Tuesday Q&A

Tuesday Q&A: Rick Remender

Learn about the future of Captain America and Uncanny Avengers, plus see exclusive art by Nic Klein and Daniel Acuna!



In recent issues of CAPTAIN AMERICA and UNCANNY AVENGERS, writer Rick Remender has really stirred the pot to kick off the All-New Marvel NOW! era. But it won’t stop there, as the mysterious Dr. Mindbubble’s designs keep on bubblin’ in March 5’s CAPTAIN AMERICA #18 while the “Ragnarok NOW!” storyline concludes in this week’s UNCANNY AVENGERS #17.

We got the inside track on what awaits Cap and the Unity Squad from the man shaping their destinies.

Captain America #18 preview art by Nic Klein

Marvel.com: Rick, you spotlighted Jet Black in the recent CAPTAINAMERICA #16.NOW. Can readers assume she’s who she says she is, and the she’s really renounced her father, Arnim Zola?

Job 1
In the Rick Remender Q&A, copy the passage starting at "Marvel.com: Rick, you" and ending at "father, Arnim Zola?", changing "renounced" to "rejected".
Job 2
Sum up the Rick Remender Q&A in two sentences.
Job 3
Based on the Rick Remender Q&A, answer yes or no for each statement and quote the words that decide it: (a) Captain America #18 comes out on March 5. (b) The "Ragnarok NOW!" storyline begins in Uncanny Avengers #17. (c) Arnim Zola is Jet Black's father.

(Dataset entries)

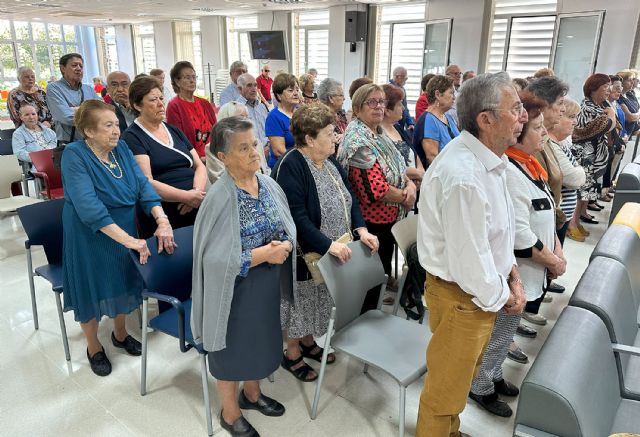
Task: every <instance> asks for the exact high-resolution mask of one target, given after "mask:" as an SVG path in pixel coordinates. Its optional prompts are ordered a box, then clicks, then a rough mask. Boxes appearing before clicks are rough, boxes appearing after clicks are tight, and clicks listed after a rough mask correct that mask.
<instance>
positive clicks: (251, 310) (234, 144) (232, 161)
mask: <svg viewBox="0 0 640 437" xmlns="http://www.w3.org/2000/svg"><path fill="white" fill-rule="evenodd" d="M210 147H211V151H212V152H213V154H214V155H215V156H216V157H217V158H218V159H220V161H222V163H223V164H224V167H225V171H224V172H223V173H222V175H221V177H220V179H218V181H217V182H216V183H215V184H214V185H213V186H212V187H211V189H210V190H209V192H208V193H207V196H206V197H205V199H204V201H203V202H202V205H201V206H200V211H199V212H198V216H197V217H196V223H195V227H194V235H193V255H194V260H193V262H194V265H193V281H192V308H191V330H192V333H193V338H194V340H195V341H196V342H201V343H202V344H203V348H204V349H205V350H206V351H209V354H208V358H209V369H210V371H211V374H212V375H213V376H214V378H216V379H217V381H218V392H219V396H220V400H221V403H222V411H221V412H220V425H221V426H222V428H224V429H225V430H227V431H228V432H229V433H230V434H231V435H232V436H243V437H244V436H247V437H249V436H257V435H258V433H257V431H256V430H255V429H254V428H253V426H251V424H250V423H249V422H248V421H247V420H246V419H245V418H244V417H243V416H242V412H241V411H240V410H241V409H254V410H258V411H259V412H261V413H262V414H264V415H266V416H281V415H282V414H284V411H285V409H284V406H283V405H282V404H281V403H279V402H278V401H276V400H275V399H271V398H269V397H267V396H265V395H264V394H263V393H262V392H261V390H260V385H259V380H261V379H263V378H265V377H267V376H269V375H270V374H271V373H273V372H274V371H275V370H276V369H277V368H278V366H279V364H280V358H281V355H280V354H281V352H280V351H281V347H282V331H281V329H280V299H281V297H284V298H287V299H292V297H293V278H294V274H295V268H294V266H293V264H292V262H291V259H292V258H293V259H295V249H294V247H293V245H292V244H291V242H292V241H295V239H296V228H295V225H294V223H293V219H292V218H291V214H290V212H289V207H288V204H287V198H286V197H285V195H284V193H283V192H282V189H280V187H279V185H278V184H277V183H276V182H275V181H274V180H272V179H271V178H269V177H268V176H264V175H262V174H256V172H258V170H259V169H260V153H261V150H259V148H258V141H257V139H256V136H255V133H254V131H253V124H252V123H251V121H249V120H247V119H245V118H241V117H229V118H225V119H223V120H220V121H219V122H218V123H217V124H216V125H215V126H214V128H213V130H212V132H211V145H210ZM292 252H293V257H292V256H291V255H292ZM240 381H244V386H243V388H242V390H239V382H240Z"/></svg>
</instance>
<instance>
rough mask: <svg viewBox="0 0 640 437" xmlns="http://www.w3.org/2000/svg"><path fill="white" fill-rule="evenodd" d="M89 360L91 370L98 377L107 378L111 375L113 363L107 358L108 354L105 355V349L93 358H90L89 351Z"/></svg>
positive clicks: (101, 351) (91, 357)
mask: <svg viewBox="0 0 640 437" xmlns="http://www.w3.org/2000/svg"><path fill="white" fill-rule="evenodd" d="M87 358H88V359H89V364H90V365H91V370H92V371H93V373H95V374H96V375H98V376H107V375H108V374H110V373H111V361H109V358H107V354H105V353H104V348H102V350H101V351H100V352H96V353H95V354H93V356H92V357H90V356H89V349H87Z"/></svg>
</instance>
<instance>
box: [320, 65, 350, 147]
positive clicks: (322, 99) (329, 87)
mask: <svg viewBox="0 0 640 437" xmlns="http://www.w3.org/2000/svg"><path fill="white" fill-rule="evenodd" d="M318 100H320V102H322V103H324V104H325V105H327V107H328V108H329V109H330V110H331V112H332V113H333V114H334V116H335V120H334V121H333V123H332V124H333V132H334V133H335V138H334V139H333V144H334V145H335V149H336V152H337V151H338V146H340V143H342V138H343V137H344V132H345V131H346V130H347V125H348V124H349V122H348V121H347V113H346V112H345V110H344V108H343V107H342V105H343V104H344V89H343V88H342V84H341V83H340V82H338V81H337V80H335V79H331V78H330V77H328V78H326V79H325V80H323V81H322V82H320V85H318Z"/></svg>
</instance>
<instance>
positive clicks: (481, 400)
mask: <svg viewBox="0 0 640 437" xmlns="http://www.w3.org/2000/svg"><path fill="white" fill-rule="evenodd" d="M469 397H470V398H471V399H473V400H474V401H476V402H477V403H478V404H480V406H481V407H482V408H484V409H485V410H487V411H488V412H490V413H491V414H495V415H496V416H500V417H511V415H512V414H513V411H512V410H511V407H510V406H509V405H508V404H507V403H506V402H504V401H501V400H500V399H498V393H492V394H490V395H486V396H481V395H477V394H475V393H471V392H469Z"/></svg>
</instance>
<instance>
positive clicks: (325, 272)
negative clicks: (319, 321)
mask: <svg viewBox="0 0 640 437" xmlns="http://www.w3.org/2000/svg"><path fill="white" fill-rule="evenodd" d="M349 247H350V248H351V251H352V257H351V260H350V261H349V262H347V263H345V264H341V263H340V262H339V261H338V260H337V259H336V258H335V257H334V256H332V255H330V254H326V255H325V256H324V257H322V259H321V260H320V261H319V262H318V266H319V268H320V272H321V273H322V276H323V277H324V279H325V284H326V285H327V288H328V289H329V293H331V297H333V301H334V303H335V305H334V307H333V308H332V309H331V318H330V320H329V328H328V330H327V335H326V337H325V342H324V353H323V355H322V361H321V363H322V364H321V366H320V376H319V378H318V381H317V385H316V391H315V395H314V398H313V406H312V408H311V418H312V419H315V418H316V415H317V412H318V402H319V400H320V388H321V386H322V380H323V379H324V374H325V369H326V366H327V355H328V354H329V350H330V348H334V349H335V350H337V351H340V352H342V353H344V354H346V355H349V356H351V357H354V358H356V359H358V360H360V361H363V362H364V363H365V366H364V372H365V373H366V372H367V369H368V366H374V367H376V368H378V369H380V370H382V371H384V372H386V373H388V374H389V375H390V376H391V377H392V378H393V379H395V380H396V382H397V383H398V385H399V388H400V414H399V418H398V421H399V424H400V430H399V434H400V436H403V435H404V409H405V397H406V388H407V386H409V384H411V383H412V382H414V381H415V380H416V379H418V378H420V377H421V376H422V375H424V373H425V372H426V371H427V366H426V362H425V350H426V348H427V344H428V342H429V339H430V337H431V333H430V332H429V330H428V329H427V328H426V327H425V326H424V325H420V324H417V323H413V322H410V321H407V320H404V319H402V318H400V317H395V316H394V315H393V314H389V313H385V312H383V311H382V310H381V307H382V296H383V295H384V289H385V286H386V283H387V275H385V273H384V268H383V267H382V262H381V261H380V256H379V255H378V254H375V255H371V252H370V250H369V248H367V247H366V246H365V245H364V244H362V243H361V242H359V241H355V242H353V243H350V244H349ZM376 286H380V287H381V292H380V298H379V299H378V307H377V309H375V310H370V311H367V312H366V313H365V314H362V315H361V314H360V309H361V307H362V303H363V301H364V297H365V295H366V293H367V290H369V289H371V288H373V287H376ZM399 295H400V294H399V293H398V296H396V299H398V298H399ZM334 328H335V334H333V335H332V333H333V329H334Z"/></svg>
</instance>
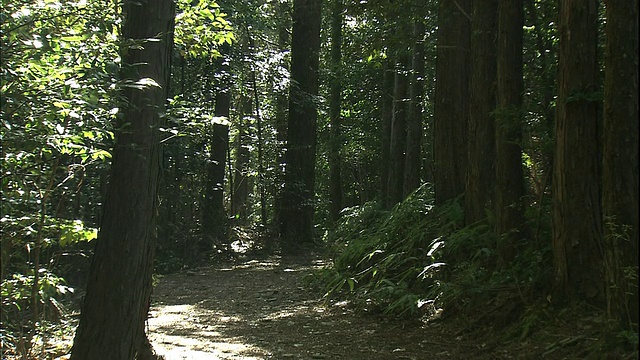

Written response 1
Marvel.com: Rick, you spotlighted Jet Black in the recent CAPTAINAMERICA #16.NOW. Can readers assume she’s who she says she is, and the she’s really rejected her father, Arnim Zola?

Written response 2
Rick Remender has stirred things up in Captain America and Uncanny Avengers at the start of the All-New Marvel NOW! era. Dr. Mindbubble's plans continue in Captain America #18, and the "Ragnarok NOW!" storyline wraps up in Uncanny Avengers #17, while the Q&A opens by asking whether Jet Black has really renounced her father, Arnim Zola.

Written response 3
(a) Yes: "March 5’s CAPTAIN AMERICA #18"
(b) No: "the “Ragnarok NOW!” storyline concludes in this week’s UNCANNY AVENGERS #17"
(c) Yes: "her father, Arnim Zola"